## START Provided data

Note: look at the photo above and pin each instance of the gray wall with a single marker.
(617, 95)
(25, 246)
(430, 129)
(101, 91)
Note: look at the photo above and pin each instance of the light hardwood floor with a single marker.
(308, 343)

## END Provided data

» Exercise aim
Copy word for word the lines starting at the one that contains "floor with a single marker." and ending at the last line of the rows, with both ends included.

» Response for this exercise
Note: look at the photo above and pin each instance of the light hardwood floor with a single marker.
(308, 343)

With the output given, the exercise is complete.